#### WHAT YOU WILL DO:
All lines holding the word "diaper" should be located in the records and copied.

#### DATASET EXTRACT:
__________________________________________________
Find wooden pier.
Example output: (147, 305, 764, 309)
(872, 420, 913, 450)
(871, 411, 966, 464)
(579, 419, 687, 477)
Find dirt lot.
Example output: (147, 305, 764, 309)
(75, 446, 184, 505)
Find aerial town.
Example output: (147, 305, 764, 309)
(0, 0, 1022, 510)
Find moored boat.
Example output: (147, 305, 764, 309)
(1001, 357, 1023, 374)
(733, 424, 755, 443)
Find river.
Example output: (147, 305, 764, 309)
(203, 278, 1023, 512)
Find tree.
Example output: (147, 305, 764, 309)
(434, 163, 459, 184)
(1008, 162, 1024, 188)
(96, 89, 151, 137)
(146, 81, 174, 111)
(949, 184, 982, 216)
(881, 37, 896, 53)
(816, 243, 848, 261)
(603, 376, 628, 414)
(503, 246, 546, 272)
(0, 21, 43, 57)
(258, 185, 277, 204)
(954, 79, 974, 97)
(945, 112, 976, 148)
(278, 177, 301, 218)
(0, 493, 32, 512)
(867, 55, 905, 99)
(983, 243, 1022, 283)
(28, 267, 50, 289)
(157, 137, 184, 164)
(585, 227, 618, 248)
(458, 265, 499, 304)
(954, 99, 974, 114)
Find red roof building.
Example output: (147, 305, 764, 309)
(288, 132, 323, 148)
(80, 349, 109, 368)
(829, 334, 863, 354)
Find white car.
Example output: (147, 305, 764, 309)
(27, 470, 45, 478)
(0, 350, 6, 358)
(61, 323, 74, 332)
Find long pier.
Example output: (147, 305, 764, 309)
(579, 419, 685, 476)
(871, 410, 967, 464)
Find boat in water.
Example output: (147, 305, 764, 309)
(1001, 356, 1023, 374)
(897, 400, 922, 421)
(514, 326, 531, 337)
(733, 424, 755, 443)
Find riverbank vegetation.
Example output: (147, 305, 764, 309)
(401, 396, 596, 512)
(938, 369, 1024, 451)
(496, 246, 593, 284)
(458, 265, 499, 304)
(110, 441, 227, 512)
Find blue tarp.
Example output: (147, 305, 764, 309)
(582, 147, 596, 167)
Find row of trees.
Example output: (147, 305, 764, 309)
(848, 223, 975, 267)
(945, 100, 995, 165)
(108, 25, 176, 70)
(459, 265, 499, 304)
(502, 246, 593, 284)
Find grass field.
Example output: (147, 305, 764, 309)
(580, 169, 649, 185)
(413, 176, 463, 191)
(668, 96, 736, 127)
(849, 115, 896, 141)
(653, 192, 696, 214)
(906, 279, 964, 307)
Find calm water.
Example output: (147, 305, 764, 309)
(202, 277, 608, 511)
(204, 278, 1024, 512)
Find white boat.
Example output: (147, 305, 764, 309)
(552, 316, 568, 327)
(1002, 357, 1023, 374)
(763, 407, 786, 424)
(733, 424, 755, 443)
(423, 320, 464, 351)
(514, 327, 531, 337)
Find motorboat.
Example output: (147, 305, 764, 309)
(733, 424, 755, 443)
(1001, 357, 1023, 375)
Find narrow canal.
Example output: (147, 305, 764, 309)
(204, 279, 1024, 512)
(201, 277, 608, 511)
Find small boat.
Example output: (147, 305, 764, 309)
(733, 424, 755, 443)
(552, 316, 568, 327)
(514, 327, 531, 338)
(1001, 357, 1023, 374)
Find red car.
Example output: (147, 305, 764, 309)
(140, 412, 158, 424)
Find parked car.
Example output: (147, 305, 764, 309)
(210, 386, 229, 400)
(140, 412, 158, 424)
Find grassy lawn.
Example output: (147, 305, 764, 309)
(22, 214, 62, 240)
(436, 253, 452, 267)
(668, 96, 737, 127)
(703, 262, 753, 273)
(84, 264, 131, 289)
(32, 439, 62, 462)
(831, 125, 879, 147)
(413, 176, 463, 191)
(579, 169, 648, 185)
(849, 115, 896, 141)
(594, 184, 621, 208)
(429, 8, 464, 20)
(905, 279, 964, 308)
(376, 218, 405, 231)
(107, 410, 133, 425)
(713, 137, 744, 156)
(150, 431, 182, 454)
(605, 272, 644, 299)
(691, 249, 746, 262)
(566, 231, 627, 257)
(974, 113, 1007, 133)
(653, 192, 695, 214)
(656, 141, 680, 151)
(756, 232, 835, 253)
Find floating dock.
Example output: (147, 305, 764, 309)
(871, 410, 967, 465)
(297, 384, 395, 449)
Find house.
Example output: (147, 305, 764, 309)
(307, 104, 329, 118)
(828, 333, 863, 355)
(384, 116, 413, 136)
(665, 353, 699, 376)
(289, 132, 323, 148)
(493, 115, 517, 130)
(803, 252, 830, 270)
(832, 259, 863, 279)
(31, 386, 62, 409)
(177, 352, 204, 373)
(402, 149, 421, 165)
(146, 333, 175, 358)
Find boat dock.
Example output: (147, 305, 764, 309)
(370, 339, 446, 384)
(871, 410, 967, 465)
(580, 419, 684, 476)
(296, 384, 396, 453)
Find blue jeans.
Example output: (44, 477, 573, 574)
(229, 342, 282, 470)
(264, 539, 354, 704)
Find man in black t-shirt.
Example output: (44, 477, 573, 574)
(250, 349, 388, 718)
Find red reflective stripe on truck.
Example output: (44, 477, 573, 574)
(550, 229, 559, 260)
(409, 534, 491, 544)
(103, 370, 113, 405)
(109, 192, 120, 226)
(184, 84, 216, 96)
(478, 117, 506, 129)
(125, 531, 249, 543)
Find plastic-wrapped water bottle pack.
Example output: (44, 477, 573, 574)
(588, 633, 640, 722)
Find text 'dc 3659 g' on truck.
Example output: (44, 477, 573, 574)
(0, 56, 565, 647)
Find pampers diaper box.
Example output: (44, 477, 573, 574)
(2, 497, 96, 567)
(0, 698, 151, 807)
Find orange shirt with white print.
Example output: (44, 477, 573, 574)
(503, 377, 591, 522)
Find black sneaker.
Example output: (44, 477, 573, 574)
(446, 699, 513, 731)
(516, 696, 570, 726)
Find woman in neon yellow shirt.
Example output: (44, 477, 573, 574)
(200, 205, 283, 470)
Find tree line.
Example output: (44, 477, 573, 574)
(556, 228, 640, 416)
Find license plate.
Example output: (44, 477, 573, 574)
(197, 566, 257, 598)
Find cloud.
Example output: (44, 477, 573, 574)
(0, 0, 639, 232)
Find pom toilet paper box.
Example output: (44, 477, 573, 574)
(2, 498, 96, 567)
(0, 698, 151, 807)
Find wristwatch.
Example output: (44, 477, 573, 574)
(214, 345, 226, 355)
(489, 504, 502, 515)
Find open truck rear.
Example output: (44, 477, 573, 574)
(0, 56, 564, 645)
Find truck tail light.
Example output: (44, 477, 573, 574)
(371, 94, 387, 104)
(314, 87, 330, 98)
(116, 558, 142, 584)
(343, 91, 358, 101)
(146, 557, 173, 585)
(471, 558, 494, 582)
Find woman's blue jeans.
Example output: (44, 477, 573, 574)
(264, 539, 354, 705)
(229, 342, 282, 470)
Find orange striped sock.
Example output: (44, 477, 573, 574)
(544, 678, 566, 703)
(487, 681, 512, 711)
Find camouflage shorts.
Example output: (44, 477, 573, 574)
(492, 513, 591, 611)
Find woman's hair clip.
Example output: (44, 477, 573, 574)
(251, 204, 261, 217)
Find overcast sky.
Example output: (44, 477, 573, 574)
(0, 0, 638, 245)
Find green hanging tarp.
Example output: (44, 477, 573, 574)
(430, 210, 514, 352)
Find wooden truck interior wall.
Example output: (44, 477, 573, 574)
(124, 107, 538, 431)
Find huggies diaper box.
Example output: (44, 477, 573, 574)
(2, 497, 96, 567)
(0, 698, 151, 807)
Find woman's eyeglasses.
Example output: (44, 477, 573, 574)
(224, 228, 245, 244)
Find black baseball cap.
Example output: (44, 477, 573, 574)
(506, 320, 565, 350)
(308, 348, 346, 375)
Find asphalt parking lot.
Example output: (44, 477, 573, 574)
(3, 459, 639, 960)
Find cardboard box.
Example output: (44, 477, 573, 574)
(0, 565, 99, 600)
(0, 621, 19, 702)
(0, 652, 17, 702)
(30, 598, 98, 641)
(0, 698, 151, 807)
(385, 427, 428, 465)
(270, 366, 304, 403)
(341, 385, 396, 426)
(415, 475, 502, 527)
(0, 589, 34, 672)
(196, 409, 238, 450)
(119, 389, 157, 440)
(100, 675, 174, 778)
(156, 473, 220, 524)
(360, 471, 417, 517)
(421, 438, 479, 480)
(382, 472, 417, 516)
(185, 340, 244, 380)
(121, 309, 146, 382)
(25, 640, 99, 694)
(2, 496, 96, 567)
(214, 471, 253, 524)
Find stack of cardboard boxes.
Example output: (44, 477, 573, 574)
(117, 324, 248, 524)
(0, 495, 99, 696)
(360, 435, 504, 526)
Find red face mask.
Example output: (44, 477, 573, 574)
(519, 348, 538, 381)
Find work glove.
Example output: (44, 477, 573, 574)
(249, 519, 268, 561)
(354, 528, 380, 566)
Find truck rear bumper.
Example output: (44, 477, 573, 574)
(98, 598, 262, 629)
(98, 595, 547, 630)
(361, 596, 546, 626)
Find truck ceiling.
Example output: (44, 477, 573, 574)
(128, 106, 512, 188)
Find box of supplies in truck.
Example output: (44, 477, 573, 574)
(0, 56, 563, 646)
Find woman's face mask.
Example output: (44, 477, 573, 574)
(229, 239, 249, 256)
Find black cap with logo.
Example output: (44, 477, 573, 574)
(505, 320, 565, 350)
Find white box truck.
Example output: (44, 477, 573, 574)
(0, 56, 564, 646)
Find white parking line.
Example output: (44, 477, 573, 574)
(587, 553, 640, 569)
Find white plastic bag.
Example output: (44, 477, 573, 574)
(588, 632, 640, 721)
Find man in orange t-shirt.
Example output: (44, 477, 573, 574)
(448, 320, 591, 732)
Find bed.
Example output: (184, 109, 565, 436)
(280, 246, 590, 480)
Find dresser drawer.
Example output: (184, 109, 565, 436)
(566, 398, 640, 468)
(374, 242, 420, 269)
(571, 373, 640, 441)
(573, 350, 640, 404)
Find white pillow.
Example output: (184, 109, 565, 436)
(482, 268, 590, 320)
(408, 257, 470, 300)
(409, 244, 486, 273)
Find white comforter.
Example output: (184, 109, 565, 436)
__________________________________________________
#### ANSWER TO THE PROBLEM:
Find pampers diaper box.
Find huggies diaper box.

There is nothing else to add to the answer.